» **GIVEN INSTRUCTION**
Would it be possible to quote, exactly and in full, the lines from the one with "Task: locate the roll" through the end of the entries below?

» **EXTRACTED INFORMATION**

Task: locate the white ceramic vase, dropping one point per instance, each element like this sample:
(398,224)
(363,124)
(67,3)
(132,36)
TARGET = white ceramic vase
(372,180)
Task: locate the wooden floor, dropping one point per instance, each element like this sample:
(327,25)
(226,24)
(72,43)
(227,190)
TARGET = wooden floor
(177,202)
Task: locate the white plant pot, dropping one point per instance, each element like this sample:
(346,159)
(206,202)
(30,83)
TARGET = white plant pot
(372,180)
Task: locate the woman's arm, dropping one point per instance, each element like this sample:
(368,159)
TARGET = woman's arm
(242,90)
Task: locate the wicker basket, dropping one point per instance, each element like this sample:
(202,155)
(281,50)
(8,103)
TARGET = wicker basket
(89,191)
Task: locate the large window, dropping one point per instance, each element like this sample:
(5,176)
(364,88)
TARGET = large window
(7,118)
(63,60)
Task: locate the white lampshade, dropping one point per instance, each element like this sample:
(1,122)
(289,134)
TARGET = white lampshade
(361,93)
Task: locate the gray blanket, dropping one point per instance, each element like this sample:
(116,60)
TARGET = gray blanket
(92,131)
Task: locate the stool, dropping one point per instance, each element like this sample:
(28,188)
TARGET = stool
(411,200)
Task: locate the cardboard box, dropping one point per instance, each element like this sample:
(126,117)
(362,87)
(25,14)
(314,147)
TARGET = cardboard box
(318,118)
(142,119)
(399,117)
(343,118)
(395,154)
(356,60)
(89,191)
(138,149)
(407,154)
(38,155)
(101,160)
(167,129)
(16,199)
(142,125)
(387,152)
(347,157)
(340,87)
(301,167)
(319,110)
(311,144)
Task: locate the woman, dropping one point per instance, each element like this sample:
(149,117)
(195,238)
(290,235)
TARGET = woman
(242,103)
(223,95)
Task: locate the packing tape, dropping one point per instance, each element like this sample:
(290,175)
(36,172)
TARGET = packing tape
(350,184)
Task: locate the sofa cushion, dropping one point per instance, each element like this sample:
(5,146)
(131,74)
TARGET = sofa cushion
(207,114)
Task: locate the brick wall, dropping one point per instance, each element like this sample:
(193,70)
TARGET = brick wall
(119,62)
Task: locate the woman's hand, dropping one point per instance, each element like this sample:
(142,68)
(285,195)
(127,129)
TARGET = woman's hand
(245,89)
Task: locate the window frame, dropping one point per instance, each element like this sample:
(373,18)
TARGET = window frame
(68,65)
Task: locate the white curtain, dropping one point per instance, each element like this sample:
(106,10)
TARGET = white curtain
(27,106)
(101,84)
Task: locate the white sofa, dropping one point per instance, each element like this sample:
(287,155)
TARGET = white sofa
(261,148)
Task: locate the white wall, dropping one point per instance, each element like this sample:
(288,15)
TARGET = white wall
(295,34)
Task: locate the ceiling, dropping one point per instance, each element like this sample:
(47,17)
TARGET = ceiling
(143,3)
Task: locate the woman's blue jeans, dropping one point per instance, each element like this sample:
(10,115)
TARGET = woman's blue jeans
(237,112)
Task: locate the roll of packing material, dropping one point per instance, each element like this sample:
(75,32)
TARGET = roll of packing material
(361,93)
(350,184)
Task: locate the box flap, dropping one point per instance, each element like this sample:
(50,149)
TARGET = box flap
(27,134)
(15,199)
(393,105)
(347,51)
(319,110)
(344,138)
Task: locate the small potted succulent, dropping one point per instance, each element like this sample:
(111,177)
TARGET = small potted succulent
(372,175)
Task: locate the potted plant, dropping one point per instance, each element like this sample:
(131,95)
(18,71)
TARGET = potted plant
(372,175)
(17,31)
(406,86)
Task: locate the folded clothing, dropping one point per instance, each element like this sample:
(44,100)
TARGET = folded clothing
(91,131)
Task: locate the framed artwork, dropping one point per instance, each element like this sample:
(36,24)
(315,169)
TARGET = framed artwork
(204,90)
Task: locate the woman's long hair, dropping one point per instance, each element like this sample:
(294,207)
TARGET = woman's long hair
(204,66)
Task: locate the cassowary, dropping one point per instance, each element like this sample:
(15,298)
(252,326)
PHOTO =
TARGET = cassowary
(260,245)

» **REPLY TO THE TASK**
Task: locate the roll of packing material, dropping one point per instance, each element like this sample:
(75,32)
TARGET = roll of packing material
(361,93)
(350,184)
Task: locate the box flap, dropping one point per instance, each element like this sample:
(50,149)
TARGET = box flap
(27,134)
(15,199)
(393,105)
(347,51)
(319,110)
(344,138)
Task: locate the small potted succulent, dropping one point per instance, each element like this sample:
(111,177)
TARGET = small potted succulent
(372,175)
Task: locate the potted plant, dropping one point per instance, each element like this sample:
(131,95)
(18,71)
TARGET = potted plant
(372,175)
(17,31)
(406,86)
Task: locate the folded clothing, dropping one point per instance, each element like this sample:
(44,100)
TARGET = folded clothing
(91,131)
Task: locate the framed artwork, dropping one point per instance, each element like this sample:
(36,24)
(315,169)
TARGET = framed artwork
(204,90)
Task: locate the woman's long hair, dropping one point per instance, each element like this sample:
(294,207)
TARGET = woman's long hair
(204,66)
Task: locate the cassowary, dropping one point per instance, each element like this sample:
(15,298)
(252,326)
PHOTO =
TARGET = cassowary
(260,245)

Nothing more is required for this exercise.